• [What is required]: Your answer should be the entries below, reproduced character for character.
——————
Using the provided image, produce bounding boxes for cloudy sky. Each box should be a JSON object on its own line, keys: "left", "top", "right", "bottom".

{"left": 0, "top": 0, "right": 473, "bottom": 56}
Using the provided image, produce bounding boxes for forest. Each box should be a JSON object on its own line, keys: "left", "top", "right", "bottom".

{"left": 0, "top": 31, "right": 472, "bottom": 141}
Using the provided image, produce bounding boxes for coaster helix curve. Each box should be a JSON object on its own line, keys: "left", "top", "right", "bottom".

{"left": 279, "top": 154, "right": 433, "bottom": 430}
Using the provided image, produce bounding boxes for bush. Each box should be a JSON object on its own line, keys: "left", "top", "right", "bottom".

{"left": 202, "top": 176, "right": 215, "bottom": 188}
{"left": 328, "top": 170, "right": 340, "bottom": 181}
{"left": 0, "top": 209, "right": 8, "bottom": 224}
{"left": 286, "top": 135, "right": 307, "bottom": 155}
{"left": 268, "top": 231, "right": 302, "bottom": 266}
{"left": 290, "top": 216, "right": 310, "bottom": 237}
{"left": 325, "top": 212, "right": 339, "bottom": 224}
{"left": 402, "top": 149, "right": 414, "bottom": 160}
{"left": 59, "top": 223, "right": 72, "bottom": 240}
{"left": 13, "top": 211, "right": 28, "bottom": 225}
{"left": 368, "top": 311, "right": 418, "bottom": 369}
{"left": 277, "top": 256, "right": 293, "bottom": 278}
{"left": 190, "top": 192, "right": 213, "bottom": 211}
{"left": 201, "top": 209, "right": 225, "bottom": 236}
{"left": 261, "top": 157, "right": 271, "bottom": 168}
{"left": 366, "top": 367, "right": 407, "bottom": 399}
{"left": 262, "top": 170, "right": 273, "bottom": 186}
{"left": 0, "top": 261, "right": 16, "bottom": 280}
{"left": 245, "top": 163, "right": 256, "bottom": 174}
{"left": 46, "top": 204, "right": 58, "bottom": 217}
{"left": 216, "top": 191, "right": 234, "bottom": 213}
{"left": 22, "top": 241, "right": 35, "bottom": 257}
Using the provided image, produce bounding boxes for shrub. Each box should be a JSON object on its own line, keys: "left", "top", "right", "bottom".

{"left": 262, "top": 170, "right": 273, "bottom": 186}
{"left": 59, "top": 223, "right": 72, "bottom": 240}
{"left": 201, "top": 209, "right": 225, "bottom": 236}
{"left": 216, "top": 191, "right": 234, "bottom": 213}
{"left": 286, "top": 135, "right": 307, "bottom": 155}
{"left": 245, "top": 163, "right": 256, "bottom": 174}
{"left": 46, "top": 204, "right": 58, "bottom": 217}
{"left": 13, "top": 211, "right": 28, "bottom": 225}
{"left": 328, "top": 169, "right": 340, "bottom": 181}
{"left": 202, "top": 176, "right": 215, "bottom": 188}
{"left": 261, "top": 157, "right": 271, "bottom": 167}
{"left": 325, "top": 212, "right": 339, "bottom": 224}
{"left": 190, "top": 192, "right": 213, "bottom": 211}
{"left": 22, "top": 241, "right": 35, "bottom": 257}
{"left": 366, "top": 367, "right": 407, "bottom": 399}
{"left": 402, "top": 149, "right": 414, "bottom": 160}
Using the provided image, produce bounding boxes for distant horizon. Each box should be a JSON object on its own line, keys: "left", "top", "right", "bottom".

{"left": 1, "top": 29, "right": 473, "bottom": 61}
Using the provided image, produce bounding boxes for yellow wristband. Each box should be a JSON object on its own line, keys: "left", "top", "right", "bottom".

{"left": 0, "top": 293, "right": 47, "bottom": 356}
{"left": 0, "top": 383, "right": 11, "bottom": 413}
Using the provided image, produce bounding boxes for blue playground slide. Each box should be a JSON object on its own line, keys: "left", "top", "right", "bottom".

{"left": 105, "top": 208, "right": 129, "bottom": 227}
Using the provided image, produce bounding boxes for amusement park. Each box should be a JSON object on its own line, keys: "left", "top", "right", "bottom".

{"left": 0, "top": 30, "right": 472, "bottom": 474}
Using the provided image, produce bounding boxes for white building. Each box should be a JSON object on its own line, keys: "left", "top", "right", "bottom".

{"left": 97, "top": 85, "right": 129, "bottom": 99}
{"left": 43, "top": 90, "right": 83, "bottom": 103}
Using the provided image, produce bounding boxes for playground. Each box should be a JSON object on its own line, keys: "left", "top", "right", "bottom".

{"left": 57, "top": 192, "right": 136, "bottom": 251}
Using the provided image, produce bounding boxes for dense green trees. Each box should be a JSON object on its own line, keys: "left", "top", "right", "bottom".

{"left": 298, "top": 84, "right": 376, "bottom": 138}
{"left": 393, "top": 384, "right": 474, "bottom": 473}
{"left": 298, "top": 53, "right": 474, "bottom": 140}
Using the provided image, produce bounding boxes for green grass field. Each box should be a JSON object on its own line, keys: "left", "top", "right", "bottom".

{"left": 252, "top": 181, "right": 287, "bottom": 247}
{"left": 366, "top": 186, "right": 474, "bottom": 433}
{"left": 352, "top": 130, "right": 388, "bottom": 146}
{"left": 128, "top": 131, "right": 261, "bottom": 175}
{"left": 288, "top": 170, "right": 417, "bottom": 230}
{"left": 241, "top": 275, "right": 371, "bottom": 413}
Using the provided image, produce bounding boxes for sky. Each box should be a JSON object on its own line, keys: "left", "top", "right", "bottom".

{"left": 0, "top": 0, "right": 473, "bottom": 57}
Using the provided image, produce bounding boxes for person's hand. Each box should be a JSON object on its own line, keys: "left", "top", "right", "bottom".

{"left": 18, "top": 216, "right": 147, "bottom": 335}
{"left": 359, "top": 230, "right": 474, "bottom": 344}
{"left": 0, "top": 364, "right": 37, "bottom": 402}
——————
• [Exercise result]:
Using the provided image, produce bounding boxes for cloudy sky. Each box should be a JSON object on its own line, keys: "left", "top", "right", "bottom".

{"left": 0, "top": 0, "right": 473, "bottom": 56}
Using the provided image, produce bounding boxes for forest. Each box should be a JSON object on its own line, keys: "left", "top", "right", "bottom".

{"left": 0, "top": 31, "right": 472, "bottom": 141}
Using the provided image, produce bounding boxes for coaster helix curve. Each box should be a JSON object on its own line, keys: "left", "top", "right", "bottom".

{"left": 279, "top": 154, "right": 433, "bottom": 430}
Using the provided image, produce bounding boxes for bush. Each box should be a JSON object on its own line, keys: "left", "top", "right", "bottom".

{"left": 202, "top": 176, "right": 215, "bottom": 188}
{"left": 328, "top": 170, "right": 340, "bottom": 181}
{"left": 0, "top": 209, "right": 8, "bottom": 224}
{"left": 286, "top": 135, "right": 307, "bottom": 155}
{"left": 268, "top": 231, "right": 302, "bottom": 266}
{"left": 290, "top": 216, "right": 310, "bottom": 237}
{"left": 325, "top": 212, "right": 339, "bottom": 224}
{"left": 402, "top": 149, "right": 414, "bottom": 160}
{"left": 59, "top": 223, "right": 72, "bottom": 240}
{"left": 13, "top": 211, "right": 28, "bottom": 225}
{"left": 368, "top": 311, "right": 418, "bottom": 369}
{"left": 277, "top": 256, "right": 293, "bottom": 278}
{"left": 190, "top": 192, "right": 213, "bottom": 211}
{"left": 201, "top": 209, "right": 225, "bottom": 236}
{"left": 261, "top": 157, "right": 271, "bottom": 168}
{"left": 366, "top": 367, "right": 407, "bottom": 399}
{"left": 262, "top": 170, "right": 273, "bottom": 186}
{"left": 0, "top": 261, "right": 16, "bottom": 280}
{"left": 245, "top": 163, "right": 256, "bottom": 174}
{"left": 46, "top": 204, "right": 58, "bottom": 217}
{"left": 216, "top": 191, "right": 234, "bottom": 213}
{"left": 22, "top": 241, "right": 35, "bottom": 257}
Using the provided image, produce bounding boxes for shrub. Each box should be a JSON object on its own line, keys: "left", "top", "right", "bottom".

{"left": 262, "top": 170, "right": 273, "bottom": 186}
{"left": 59, "top": 223, "right": 72, "bottom": 240}
{"left": 201, "top": 209, "right": 225, "bottom": 236}
{"left": 216, "top": 191, "right": 234, "bottom": 213}
{"left": 286, "top": 135, "right": 307, "bottom": 155}
{"left": 245, "top": 163, "right": 256, "bottom": 174}
{"left": 46, "top": 204, "right": 58, "bottom": 217}
{"left": 13, "top": 211, "right": 28, "bottom": 225}
{"left": 328, "top": 169, "right": 340, "bottom": 181}
{"left": 202, "top": 176, "right": 215, "bottom": 188}
{"left": 261, "top": 157, "right": 271, "bottom": 167}
{"left": 325, "top": 212, "right": 339, "bottom": 224}
{"left": 190, "top": 192, "right": 213, "bottom": 211}
{"left": 22, "top": 241, "right": 35, "bottom": 257}
{"left": 366, "top": 367, "right": 407, "bottom": 399}
{"left": 402, "top": 149, "right": 414, "bottom": 160}
Using the provided image, produce bounding boxes for distant horizon. Each box should be a JSON object on its own line, keys: "left", "top", "right", "bottom".

{"left": 1, "top": 29, "right": 473, "bottom": 61}
Using the provided image, produce bounding boxes for yellow wristband. Each box should be a JSON object on its own line, keys: "left", "top", "right", "bottom".

{"left": 0, "top": 293, "right": 47, "bottom": 356}
{"left": 0, "top": 383, "right": 11, "bottom": 413}
Using the provided image, produce bounding boxes for blue playground slide. Each box should be a JSON object on its own line, keys: "left", "top", "right", "bottom".

{"left": 105, "top": 208, "right": 129, "bottom": 227}
Using the provided image, produce bounding boxes for amusement park. Each box should be a JSON object on its own line, keys: "left", "top", "right", "bottom".

{"left": 0, "top": 30, "right": 472, "bottom": 474}
Using the provided image, produce bounding boxes for white building. Each box should be a JSON object on its own line, keys: "left", "top", "right", "bottom".

{"left": 97, "top": 85, "right": 129, "bottom": 99}
{"left": 43, "top": 90, "right": 83, "bottom": 103}
Using the provided image, produce bounding boxes for playground. Each box should be a JSON object on its own line, keys: "left", "top", "right", "bottom".

{"left": 57, "top": 192, "right": 136, "bottom": 251}
Using the provided image, produce bounding boxes for dense green trees. Each box should be a JSON object on its own line, keys: "left", "top", "right", "bottom".

{"left": 298, "top": 84, "right": 376, "bottom": 138}
{"left": 393, "top": 384, "right": 474, "bottom": 473}
{"left": 298, "top": 53, "right": 474, "bottom": 140}
Using the provided image, produce bounding boxes for green grass field. Each box should be a JSON object on its own line, keys: "left", "top", "right", "bottom".

{"left": 252, "top": 181, "right": 287, "bottom": 247}
{"left": 366, "top": 186, "right": 474, "bottom": 433}
{"left": 352, "top": 130, "right": 388, "bottom": 146}
{"left": 128, "top": 131, "right": 261, "bottom": 175}
{"left": 288, "top": 170, "right": 417, "bottom": 230}
{"left": 241, "top": 275, "right": 371, "bottom": 413}
Using the provided image, produce bounding boxes for sky. Each box should be a JSON object on its own line, keys: "left", "top", "right", "bottom".

{"left": 0, "top": 0, "right": 473, "bottom": 57}
Using the provided image, produce bounding boxes for person's hand. Each box should be a JSON object on its own line, keys: "left", "top", "right", "bottom".

{"left": 18, "top": 216, "right": 147, "bottom": 335}
{"left": 359, "top": 230, "right": 474, "bottom": 344}
{"left": 0, "top": 364, "right": 37, "bottom": 402}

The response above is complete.